Start of Passage provided
Yes, both produce values higher than 1. The D term deals with energy *density*, not energy, so it's valid range is 0 to infinity.

It's very unintuitive and confusing when dealing with point lights... When dealing with IBL/hemishphere/area lights it makes a lot more sense.
The "mirror" D term would be a "dirac delta function" - an infinitely thin and high peak at one point on thr graph (the reflection direction) and zero everywhere else. When you integrate this over the hemisphere, that infinity goes away and magically turns into a 1.0.

So yes, high numbers are normal here. Integrating over the hemisphere turns those high *density values* back into intuitive values.

As for reference, substance painter has a GLSL implementation, and I guess Unreal4 does too.

2) try making you lights brighter and playing with your tonemapper. If there's super-bright sunlight shining on your face, it will cause a visible reflection of the F0=0.04 floor... But if your face is being lit by a 60W bulb, that reflection will be overpowered by the other lights in the room.
End of Passage provided
Start of Supplied material
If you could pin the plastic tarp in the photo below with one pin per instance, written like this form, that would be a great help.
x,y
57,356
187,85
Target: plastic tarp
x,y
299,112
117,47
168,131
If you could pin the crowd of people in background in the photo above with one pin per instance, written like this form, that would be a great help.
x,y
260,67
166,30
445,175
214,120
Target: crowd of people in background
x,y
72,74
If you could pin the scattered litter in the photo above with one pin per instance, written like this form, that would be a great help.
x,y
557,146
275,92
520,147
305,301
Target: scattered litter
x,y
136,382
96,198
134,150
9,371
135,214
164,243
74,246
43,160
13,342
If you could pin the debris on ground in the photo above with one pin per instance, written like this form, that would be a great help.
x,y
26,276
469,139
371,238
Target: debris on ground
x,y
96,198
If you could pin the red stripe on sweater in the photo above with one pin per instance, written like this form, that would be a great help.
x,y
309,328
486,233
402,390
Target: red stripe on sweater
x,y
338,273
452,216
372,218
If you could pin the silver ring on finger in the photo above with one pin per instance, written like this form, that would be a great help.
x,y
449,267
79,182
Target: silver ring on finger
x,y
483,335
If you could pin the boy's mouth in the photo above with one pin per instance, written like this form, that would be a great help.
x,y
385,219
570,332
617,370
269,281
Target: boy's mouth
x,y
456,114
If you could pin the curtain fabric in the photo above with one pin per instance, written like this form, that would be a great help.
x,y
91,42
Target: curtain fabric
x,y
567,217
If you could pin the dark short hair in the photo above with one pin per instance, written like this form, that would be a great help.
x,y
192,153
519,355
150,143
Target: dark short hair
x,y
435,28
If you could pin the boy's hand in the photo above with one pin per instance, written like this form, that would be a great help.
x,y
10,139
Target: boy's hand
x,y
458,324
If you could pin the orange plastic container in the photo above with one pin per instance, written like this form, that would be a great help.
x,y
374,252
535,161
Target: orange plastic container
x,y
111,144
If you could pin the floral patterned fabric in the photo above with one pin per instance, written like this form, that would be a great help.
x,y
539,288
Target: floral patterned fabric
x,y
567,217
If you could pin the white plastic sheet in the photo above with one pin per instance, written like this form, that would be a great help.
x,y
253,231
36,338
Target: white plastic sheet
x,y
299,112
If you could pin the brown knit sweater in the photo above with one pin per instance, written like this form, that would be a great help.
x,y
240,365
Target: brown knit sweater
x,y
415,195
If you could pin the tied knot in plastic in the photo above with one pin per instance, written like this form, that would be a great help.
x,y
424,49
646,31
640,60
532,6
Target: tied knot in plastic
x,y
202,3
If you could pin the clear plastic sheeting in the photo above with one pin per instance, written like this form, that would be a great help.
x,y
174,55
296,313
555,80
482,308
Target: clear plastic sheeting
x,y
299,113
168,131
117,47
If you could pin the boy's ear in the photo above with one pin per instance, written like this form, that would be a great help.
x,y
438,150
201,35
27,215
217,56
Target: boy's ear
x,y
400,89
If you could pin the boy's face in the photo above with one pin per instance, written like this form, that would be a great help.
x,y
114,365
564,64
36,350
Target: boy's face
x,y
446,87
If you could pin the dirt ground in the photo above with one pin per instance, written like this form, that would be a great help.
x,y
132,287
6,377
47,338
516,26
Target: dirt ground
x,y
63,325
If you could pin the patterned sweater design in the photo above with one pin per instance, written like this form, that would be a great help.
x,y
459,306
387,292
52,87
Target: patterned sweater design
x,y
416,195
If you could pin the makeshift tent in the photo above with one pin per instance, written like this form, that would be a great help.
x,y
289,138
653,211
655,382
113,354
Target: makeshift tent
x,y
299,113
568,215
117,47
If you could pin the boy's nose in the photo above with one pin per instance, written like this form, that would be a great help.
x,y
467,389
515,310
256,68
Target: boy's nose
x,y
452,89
End of Supplied material
## The tasks
A) Answer these about the passage on the D term:
(i) What valid range does it give for the D term?
(ii) What would the "mirror" D term be?
(iii) Which tool does it say has a GLSL implementation?
B) Could you reproduce the passage on the D term word for word, starting at "So yes, high" and ending at "in the room."?
C) Would you carry on the passage on the D term from the point where it stops?

## Written answers
A)
(i) 0 to infinity
(ii) A "dirac delta function"
(iii) Substance Painter

B)
So yes, high numbers are normal here. Integrating over the hemisphere turns those high *density values* back into intuitive values.

As for reference, substance painter has a GLSL implementation, and I guess Unreal4 does too.

2) try making you lights brighter and playing with your tonemapper. If there's super-bright sunlight shining on your face, it will cause a visible reflection of the F0=0.04 floor... But if your face is being lit by a 60W bulb, that reflection will be overpowered by the other lights in the room.

C)
4) to do IBL correctly you need to sample every pixel in the probe (no mipmaps!), treat them all as a directional light source, and integrate the results.
Or more optimally, importance sample (16-64 samples is ok) the probe and do the same.

To optimize this down to a single sample plus a lookup table, read the Unreal 4 (Brian Karis?) course notes on lighting.

4) yes, *pure/clean* metals have no diffuse. Any absorbed light is converted to heat, instead of being reemitted.

If you have dirty metals (grime, rust, etc), then those non-metal contaminants will cause some diffuse.
If using the "metalness" workflow, a greyscale metalness mask allows for this.

As for brightness again, what kind of tonemapper are you using?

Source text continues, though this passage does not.